WORK TO BE COMPLETED
Show each line in the material below that contains the string "tomato", matching case exactly.

# # # # # # #

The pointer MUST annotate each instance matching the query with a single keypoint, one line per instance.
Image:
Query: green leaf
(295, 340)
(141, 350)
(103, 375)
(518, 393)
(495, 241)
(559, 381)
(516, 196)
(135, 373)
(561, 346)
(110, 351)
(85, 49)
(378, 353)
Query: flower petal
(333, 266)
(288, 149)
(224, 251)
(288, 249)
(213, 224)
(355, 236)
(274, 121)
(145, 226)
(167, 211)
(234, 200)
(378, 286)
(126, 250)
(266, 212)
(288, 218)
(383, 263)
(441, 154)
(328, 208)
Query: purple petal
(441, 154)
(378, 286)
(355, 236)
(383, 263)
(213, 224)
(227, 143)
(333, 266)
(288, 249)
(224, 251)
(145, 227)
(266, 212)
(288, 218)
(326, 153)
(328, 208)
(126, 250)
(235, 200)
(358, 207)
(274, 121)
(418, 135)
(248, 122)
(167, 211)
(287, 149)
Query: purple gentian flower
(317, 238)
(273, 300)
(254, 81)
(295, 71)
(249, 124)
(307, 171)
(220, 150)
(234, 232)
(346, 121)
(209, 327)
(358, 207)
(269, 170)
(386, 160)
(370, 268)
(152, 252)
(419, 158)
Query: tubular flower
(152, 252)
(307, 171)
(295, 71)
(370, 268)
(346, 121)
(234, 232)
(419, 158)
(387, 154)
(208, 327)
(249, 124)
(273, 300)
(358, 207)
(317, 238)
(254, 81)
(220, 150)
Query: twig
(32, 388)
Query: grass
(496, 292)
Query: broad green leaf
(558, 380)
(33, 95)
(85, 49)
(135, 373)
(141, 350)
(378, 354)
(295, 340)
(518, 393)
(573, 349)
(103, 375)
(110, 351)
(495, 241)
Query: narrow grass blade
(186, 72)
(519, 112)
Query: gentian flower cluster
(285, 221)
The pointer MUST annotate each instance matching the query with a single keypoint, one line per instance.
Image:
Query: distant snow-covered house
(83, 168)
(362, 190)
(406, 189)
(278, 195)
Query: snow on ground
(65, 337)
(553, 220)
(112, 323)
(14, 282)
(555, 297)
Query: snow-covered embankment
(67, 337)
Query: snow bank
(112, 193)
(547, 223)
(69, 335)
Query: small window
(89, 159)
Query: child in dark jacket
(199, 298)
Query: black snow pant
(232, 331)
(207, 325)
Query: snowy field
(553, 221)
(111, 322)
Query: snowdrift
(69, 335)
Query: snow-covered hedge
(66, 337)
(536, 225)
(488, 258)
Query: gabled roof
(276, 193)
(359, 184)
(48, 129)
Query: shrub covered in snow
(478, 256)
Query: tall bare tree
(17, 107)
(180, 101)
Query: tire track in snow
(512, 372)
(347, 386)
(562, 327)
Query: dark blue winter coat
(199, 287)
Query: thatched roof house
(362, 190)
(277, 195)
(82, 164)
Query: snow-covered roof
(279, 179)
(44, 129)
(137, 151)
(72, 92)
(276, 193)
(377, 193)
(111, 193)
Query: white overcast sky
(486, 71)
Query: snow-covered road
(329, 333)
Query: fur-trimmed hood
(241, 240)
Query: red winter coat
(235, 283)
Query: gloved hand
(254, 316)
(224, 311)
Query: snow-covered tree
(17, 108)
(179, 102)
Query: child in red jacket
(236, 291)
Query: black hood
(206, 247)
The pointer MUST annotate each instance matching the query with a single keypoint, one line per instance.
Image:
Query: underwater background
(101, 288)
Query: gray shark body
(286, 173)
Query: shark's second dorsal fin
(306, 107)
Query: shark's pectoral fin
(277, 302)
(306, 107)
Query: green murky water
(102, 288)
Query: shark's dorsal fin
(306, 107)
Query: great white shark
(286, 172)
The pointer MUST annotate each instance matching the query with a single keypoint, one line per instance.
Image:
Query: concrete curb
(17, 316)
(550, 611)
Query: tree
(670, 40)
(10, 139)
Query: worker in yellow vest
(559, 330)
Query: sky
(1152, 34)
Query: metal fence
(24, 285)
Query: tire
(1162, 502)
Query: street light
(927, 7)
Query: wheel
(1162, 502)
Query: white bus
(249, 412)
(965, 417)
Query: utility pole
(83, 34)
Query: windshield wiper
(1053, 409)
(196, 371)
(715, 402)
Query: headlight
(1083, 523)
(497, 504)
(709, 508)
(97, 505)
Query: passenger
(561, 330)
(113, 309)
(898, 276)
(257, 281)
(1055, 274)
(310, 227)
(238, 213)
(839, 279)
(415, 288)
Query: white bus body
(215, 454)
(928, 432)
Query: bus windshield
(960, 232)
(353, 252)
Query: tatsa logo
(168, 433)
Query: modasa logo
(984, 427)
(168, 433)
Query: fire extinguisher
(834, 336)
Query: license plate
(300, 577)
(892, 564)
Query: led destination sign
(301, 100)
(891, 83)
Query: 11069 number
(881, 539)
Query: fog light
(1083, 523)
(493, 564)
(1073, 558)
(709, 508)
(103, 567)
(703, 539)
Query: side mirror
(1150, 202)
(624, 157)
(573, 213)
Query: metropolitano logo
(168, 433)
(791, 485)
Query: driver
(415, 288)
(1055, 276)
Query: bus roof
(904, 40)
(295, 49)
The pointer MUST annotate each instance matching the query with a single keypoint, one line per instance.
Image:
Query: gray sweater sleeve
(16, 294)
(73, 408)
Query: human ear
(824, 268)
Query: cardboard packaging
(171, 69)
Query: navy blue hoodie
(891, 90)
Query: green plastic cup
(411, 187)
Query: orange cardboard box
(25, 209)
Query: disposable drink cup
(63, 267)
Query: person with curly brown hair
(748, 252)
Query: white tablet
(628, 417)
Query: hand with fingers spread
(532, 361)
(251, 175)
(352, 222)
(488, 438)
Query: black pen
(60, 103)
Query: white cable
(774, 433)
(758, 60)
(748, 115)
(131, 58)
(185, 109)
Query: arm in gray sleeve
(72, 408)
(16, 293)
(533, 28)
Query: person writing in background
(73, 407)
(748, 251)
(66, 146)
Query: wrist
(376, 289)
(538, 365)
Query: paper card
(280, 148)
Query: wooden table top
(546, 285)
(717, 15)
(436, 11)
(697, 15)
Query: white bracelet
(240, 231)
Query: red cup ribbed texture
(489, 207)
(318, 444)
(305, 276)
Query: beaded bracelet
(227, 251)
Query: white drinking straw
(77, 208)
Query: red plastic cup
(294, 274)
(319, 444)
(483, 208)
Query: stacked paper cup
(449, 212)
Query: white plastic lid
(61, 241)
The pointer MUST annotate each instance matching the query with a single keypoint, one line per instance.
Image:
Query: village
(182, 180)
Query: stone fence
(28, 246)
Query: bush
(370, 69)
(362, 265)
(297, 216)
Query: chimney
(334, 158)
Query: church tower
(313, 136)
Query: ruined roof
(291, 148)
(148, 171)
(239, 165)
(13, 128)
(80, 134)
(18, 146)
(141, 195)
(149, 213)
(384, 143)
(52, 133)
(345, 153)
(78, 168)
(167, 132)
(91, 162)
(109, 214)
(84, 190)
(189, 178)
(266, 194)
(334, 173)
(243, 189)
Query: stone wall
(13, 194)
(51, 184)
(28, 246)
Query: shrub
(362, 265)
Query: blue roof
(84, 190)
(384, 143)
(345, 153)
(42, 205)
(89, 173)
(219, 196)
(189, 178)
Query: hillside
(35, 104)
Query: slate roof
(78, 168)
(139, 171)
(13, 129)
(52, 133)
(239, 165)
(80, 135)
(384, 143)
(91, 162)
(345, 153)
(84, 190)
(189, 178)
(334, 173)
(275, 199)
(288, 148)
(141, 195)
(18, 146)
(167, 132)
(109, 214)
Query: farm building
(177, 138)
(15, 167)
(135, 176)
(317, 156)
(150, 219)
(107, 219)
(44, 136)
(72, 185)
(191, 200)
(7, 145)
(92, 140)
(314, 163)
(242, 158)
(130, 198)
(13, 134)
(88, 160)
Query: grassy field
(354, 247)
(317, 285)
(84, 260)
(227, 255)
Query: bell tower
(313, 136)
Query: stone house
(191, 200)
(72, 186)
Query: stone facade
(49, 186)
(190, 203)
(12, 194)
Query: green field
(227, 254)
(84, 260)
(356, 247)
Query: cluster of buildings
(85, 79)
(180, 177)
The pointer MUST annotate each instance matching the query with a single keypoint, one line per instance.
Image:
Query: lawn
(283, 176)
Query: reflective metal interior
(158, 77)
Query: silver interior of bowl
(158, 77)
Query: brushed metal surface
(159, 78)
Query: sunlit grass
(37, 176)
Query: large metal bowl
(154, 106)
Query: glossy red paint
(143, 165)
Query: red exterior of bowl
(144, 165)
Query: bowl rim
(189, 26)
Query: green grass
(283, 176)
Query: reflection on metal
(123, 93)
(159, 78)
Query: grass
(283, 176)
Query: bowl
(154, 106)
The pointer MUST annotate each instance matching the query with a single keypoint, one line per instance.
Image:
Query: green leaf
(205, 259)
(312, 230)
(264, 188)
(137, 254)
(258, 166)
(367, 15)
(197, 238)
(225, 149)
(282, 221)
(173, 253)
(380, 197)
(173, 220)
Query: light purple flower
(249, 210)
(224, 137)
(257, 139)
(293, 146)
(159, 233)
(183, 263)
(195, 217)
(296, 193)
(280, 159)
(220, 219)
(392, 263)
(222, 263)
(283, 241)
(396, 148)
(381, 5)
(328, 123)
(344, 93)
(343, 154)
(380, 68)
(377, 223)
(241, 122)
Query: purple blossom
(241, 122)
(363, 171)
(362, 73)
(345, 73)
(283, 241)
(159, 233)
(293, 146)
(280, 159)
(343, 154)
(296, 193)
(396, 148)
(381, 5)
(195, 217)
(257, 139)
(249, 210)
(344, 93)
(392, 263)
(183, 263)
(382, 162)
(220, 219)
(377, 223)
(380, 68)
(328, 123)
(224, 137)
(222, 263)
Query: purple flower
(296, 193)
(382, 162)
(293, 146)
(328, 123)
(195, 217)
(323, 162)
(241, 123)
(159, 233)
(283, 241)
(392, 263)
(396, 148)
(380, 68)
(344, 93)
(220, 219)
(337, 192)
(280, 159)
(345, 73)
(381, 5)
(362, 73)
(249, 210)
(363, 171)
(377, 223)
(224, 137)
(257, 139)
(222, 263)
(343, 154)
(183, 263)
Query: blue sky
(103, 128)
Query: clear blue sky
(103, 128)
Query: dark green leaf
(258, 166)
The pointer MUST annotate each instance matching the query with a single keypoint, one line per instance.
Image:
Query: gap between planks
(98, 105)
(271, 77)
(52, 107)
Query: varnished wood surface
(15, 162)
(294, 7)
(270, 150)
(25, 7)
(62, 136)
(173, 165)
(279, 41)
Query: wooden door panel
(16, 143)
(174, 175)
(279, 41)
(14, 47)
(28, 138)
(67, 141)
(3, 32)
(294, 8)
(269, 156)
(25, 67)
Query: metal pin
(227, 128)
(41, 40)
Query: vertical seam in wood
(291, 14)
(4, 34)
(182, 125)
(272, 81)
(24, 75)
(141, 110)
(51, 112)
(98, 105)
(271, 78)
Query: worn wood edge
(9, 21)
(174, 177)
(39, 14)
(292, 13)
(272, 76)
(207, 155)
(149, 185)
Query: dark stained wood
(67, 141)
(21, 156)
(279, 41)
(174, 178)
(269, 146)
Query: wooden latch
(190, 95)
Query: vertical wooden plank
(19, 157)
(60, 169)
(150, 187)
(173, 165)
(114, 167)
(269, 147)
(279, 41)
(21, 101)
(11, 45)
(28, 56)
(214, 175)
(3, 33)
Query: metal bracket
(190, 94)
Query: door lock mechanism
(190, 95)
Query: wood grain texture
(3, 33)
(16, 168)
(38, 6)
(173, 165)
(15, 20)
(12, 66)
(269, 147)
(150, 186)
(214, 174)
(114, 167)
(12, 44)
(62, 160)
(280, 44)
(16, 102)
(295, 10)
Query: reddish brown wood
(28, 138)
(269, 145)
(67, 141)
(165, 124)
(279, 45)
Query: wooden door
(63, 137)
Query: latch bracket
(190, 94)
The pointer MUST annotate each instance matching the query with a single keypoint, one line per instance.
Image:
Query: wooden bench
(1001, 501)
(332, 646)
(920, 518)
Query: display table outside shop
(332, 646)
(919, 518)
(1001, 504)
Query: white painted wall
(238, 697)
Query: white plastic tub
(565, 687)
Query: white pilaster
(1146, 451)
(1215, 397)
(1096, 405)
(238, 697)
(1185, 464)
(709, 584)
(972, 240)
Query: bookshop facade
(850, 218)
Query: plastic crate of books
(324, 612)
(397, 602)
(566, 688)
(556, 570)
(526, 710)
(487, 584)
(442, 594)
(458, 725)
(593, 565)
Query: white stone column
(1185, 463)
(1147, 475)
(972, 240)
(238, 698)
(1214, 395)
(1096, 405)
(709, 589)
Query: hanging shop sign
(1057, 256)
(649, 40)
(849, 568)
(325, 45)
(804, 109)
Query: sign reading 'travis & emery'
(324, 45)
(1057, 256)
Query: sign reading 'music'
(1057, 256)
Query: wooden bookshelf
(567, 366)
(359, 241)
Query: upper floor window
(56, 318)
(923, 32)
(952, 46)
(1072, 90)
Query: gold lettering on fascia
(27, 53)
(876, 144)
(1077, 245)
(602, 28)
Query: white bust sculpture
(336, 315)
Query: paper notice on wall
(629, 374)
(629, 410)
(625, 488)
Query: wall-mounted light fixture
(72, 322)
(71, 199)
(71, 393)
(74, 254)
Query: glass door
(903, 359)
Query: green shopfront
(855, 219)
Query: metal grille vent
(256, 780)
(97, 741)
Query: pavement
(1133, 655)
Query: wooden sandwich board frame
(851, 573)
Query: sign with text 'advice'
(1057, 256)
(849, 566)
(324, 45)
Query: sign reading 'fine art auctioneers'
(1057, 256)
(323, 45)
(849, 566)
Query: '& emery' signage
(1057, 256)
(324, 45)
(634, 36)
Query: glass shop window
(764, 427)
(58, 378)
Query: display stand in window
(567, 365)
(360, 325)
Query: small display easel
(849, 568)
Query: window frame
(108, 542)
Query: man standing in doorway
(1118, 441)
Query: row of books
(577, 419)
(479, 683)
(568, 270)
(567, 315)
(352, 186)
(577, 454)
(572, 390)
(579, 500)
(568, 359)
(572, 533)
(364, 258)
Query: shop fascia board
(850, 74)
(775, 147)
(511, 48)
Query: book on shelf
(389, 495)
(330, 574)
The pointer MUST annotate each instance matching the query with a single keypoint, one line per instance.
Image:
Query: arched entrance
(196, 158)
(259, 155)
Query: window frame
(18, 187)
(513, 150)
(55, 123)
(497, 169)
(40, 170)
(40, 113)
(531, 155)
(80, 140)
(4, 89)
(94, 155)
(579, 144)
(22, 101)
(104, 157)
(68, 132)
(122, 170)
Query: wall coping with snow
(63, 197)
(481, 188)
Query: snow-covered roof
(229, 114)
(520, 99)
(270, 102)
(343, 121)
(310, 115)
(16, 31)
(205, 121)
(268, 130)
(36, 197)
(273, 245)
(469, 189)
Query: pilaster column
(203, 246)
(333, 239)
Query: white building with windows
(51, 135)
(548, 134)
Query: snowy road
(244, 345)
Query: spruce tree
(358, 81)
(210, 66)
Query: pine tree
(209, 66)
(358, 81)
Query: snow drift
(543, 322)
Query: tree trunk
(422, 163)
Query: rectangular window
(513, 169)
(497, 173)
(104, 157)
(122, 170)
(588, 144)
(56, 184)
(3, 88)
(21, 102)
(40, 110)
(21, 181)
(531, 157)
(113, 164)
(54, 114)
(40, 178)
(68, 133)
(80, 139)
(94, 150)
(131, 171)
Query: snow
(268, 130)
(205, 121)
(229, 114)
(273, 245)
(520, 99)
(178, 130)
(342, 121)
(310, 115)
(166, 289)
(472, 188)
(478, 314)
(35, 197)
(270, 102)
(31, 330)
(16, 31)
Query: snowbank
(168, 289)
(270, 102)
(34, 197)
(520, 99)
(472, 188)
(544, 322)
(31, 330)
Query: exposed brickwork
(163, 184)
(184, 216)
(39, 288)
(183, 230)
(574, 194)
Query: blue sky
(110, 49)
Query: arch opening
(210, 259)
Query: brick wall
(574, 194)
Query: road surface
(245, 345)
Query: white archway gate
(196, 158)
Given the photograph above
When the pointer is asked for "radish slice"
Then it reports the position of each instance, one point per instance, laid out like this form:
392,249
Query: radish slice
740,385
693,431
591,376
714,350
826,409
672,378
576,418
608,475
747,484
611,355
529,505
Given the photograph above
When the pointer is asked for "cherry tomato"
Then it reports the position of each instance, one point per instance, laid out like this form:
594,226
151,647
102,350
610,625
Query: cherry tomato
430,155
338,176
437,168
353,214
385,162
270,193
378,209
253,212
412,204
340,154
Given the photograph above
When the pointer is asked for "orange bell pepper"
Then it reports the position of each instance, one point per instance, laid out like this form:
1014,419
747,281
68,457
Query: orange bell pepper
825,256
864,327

# # # # # # #

CORRECT ANSWER
When the pointer is asked for "cherry tomato"
Query: cherry tomato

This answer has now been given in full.